State how many of the lines below contain the string "dark", with case counting, and reply with only that number.
___ LISTED RECORDS ___
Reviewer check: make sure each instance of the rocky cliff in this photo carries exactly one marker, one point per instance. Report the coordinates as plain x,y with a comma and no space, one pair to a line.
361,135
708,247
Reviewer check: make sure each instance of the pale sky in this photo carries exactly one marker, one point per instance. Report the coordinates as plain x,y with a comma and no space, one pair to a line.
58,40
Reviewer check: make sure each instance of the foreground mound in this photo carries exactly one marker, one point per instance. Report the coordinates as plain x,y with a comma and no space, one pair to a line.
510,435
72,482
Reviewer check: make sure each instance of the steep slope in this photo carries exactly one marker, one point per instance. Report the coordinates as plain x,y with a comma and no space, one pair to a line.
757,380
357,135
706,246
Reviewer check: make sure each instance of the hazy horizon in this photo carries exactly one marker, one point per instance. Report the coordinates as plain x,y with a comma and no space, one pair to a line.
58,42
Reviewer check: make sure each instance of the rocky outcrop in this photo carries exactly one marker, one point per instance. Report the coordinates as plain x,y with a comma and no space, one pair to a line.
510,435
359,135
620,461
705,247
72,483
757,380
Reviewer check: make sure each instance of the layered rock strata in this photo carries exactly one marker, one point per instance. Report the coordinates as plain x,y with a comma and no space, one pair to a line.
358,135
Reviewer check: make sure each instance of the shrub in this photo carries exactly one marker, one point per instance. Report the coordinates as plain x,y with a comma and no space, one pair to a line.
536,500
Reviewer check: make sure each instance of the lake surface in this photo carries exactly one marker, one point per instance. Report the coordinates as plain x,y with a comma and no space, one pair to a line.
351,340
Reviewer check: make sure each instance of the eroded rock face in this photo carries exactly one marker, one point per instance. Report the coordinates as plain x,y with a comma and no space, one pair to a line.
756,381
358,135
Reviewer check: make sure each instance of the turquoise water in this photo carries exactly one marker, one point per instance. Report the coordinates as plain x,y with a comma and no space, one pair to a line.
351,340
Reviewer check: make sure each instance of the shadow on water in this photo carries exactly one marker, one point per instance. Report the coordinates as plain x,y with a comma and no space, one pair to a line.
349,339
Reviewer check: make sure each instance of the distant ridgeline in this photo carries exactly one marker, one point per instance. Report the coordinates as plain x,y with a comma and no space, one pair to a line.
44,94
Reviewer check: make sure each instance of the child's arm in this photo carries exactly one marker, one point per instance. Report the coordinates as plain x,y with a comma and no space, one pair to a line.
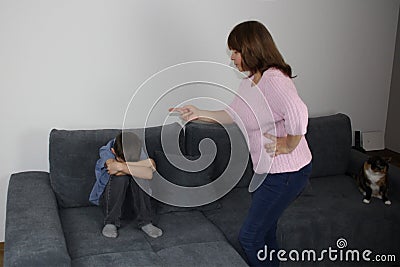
149,163
142,170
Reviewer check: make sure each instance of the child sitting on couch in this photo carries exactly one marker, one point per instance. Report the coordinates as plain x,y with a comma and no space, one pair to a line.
115,189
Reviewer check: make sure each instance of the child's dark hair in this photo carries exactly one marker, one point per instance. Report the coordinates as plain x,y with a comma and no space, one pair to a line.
127,146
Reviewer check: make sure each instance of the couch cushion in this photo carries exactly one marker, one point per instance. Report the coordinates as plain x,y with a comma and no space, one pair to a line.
73,155
172,168
82,229
230,217
329,139
120,259
184,228
218,253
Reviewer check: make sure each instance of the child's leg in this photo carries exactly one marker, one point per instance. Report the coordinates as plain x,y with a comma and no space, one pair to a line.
113,198
141,204
143,211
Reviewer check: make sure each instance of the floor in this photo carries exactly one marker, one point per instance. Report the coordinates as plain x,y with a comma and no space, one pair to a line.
395,160
386,153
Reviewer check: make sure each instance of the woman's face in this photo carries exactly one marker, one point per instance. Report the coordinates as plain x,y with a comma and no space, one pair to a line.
237,60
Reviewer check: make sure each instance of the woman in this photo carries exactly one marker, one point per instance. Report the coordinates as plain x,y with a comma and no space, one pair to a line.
254,51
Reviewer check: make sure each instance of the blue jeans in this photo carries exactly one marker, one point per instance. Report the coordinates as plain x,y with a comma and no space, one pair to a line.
269,201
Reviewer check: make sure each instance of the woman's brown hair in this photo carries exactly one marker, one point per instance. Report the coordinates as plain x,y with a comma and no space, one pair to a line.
259,52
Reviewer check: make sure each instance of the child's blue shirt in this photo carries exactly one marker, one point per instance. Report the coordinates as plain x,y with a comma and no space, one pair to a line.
102,175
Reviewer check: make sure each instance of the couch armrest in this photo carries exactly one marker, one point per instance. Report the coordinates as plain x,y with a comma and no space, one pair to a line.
34,235
394,182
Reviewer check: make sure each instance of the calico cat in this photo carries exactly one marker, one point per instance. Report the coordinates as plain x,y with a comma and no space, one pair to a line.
373,180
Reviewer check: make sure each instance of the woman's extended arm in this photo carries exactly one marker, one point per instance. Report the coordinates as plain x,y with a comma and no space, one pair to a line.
189,113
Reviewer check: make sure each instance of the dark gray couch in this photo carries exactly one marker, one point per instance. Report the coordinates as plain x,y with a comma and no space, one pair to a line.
50,222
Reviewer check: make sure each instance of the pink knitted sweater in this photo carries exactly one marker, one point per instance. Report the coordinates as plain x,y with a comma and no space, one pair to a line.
272,106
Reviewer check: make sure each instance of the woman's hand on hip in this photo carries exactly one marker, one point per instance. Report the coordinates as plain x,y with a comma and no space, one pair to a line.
281,145
187,113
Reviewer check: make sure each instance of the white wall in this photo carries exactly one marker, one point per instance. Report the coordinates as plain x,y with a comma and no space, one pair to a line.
75,64
392,125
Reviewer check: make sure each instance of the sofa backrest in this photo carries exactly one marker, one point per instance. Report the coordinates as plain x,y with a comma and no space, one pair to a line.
329,139
73,155
195,132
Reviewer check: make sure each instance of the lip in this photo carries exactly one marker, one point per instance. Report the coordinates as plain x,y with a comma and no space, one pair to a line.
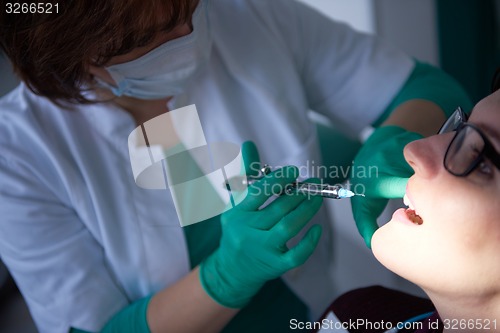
___
▸ **EXPECTED ANSWER**
2